[Problem]: Show every line of the records that contains the word "windshield", copying each line in full.
-*-*-
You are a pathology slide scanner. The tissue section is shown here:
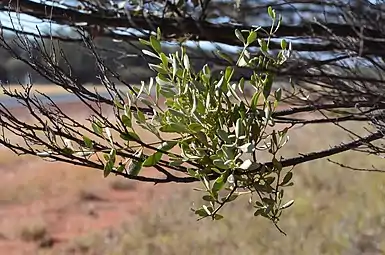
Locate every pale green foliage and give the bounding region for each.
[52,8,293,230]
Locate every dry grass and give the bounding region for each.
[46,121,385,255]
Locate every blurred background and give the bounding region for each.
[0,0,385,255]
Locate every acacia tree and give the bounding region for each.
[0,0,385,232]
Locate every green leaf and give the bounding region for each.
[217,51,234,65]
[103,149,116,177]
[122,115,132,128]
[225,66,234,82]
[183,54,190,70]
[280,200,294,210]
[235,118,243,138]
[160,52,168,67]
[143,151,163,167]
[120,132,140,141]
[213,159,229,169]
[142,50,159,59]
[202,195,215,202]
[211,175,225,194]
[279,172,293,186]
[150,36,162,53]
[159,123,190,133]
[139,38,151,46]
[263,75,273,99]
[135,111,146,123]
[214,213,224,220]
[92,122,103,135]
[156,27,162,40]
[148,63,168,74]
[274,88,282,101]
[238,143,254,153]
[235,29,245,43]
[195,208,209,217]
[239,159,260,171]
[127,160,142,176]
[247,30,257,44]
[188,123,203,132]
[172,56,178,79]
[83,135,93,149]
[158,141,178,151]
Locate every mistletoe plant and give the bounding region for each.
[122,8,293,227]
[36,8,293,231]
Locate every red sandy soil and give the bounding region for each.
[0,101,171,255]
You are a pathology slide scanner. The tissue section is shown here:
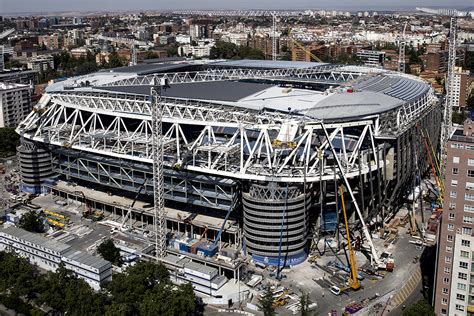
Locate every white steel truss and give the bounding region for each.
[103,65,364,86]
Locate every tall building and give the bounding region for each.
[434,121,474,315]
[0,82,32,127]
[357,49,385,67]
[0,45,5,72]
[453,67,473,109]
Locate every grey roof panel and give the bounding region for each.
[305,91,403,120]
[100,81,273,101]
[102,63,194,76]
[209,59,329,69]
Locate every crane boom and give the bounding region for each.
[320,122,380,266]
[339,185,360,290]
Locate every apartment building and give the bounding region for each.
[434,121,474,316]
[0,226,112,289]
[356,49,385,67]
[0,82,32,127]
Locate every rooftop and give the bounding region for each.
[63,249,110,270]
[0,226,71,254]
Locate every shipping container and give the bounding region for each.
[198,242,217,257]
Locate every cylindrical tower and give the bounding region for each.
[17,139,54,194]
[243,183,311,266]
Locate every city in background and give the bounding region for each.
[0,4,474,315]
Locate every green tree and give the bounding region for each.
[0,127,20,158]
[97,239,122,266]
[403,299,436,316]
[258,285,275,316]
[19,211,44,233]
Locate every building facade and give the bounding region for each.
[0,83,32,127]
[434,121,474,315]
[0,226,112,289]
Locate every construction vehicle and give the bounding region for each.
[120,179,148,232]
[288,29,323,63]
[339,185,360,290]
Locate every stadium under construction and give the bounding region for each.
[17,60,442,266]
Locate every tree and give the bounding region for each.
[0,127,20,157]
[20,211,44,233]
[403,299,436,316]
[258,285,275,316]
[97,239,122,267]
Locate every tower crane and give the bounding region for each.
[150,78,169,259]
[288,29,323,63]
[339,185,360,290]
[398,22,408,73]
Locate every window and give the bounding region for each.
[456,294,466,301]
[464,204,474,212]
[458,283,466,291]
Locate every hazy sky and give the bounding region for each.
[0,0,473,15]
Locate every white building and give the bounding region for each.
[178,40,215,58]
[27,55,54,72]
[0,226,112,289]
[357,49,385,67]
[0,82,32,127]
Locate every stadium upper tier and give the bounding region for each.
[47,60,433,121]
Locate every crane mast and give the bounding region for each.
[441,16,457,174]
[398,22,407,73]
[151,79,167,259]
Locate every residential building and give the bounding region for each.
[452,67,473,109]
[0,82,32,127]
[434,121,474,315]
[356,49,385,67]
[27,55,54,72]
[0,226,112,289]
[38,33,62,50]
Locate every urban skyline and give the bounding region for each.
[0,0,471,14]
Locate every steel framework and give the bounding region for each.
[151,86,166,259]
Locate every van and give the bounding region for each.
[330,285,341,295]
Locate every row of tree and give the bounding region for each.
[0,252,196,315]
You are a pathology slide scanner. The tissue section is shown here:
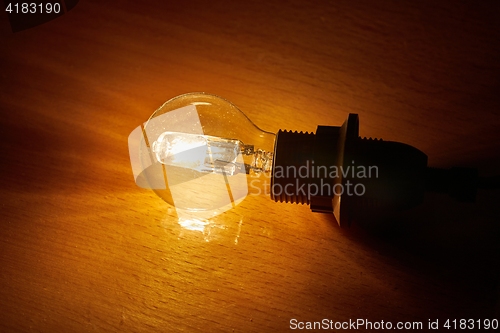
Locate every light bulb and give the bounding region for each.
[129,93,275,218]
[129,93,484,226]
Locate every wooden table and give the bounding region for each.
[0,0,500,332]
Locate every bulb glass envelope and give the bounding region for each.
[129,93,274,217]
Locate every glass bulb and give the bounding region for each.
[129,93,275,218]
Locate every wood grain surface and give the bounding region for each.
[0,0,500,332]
-*-*-
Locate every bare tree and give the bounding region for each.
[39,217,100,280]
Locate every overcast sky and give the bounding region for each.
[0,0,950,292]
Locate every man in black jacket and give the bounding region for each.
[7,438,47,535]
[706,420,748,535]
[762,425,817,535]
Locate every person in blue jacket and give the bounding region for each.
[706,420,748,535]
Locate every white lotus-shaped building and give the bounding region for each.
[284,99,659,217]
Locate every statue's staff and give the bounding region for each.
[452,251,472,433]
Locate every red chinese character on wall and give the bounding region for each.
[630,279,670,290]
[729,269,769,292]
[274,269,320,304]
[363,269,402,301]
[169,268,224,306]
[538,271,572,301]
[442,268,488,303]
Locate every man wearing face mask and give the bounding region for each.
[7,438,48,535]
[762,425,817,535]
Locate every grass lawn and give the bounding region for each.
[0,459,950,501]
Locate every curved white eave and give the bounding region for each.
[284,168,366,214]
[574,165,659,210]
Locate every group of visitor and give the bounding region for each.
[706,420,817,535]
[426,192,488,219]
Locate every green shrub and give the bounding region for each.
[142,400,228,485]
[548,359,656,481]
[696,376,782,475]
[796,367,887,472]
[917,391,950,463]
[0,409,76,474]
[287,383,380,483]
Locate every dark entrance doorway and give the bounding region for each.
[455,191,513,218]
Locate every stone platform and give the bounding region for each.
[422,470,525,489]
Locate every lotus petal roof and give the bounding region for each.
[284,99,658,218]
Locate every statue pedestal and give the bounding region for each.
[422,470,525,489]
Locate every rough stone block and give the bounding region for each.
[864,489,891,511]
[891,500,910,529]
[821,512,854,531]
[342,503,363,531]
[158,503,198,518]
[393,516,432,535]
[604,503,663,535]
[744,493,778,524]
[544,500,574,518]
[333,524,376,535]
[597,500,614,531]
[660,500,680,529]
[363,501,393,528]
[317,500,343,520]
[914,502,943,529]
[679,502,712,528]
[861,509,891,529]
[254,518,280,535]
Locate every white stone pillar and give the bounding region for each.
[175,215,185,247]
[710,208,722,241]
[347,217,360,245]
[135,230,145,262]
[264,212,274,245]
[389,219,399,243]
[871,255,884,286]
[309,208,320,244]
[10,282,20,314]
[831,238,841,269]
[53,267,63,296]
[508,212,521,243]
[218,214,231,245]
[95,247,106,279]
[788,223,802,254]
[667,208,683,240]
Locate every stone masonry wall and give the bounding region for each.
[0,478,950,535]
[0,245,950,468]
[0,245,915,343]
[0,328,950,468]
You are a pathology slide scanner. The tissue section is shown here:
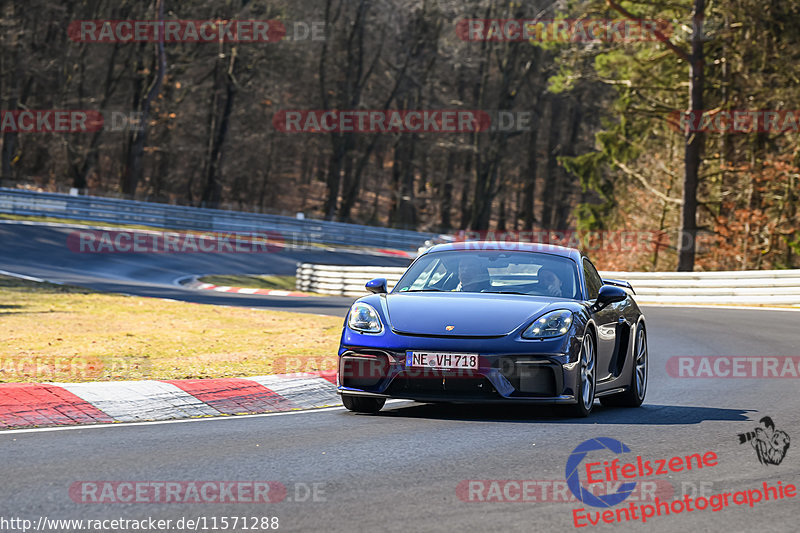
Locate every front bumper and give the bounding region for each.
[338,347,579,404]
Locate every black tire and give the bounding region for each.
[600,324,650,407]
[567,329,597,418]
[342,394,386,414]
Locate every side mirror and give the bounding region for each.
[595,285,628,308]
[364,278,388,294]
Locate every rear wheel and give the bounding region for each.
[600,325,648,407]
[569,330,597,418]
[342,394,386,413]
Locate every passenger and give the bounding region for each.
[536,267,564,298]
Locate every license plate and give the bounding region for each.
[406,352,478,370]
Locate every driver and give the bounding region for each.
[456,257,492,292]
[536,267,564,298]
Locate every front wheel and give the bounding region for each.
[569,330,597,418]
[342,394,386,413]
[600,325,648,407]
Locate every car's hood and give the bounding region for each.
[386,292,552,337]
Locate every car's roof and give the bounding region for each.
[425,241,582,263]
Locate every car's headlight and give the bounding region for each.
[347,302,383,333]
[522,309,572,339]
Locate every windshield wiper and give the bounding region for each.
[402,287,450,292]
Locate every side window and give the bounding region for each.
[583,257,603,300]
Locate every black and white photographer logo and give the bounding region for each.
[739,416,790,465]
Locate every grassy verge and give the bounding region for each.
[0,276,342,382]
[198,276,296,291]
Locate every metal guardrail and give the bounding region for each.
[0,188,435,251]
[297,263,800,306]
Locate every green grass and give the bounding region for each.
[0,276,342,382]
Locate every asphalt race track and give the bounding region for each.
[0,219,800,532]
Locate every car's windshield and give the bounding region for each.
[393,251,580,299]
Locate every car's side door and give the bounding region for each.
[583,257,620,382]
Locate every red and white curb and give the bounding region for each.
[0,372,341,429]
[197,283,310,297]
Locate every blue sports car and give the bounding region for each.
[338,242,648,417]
-*-*-
[Solved exercise]:
Locate every windshield wiper and give the bounding region for each.
Locate every car's windshield and give the bounding region for each.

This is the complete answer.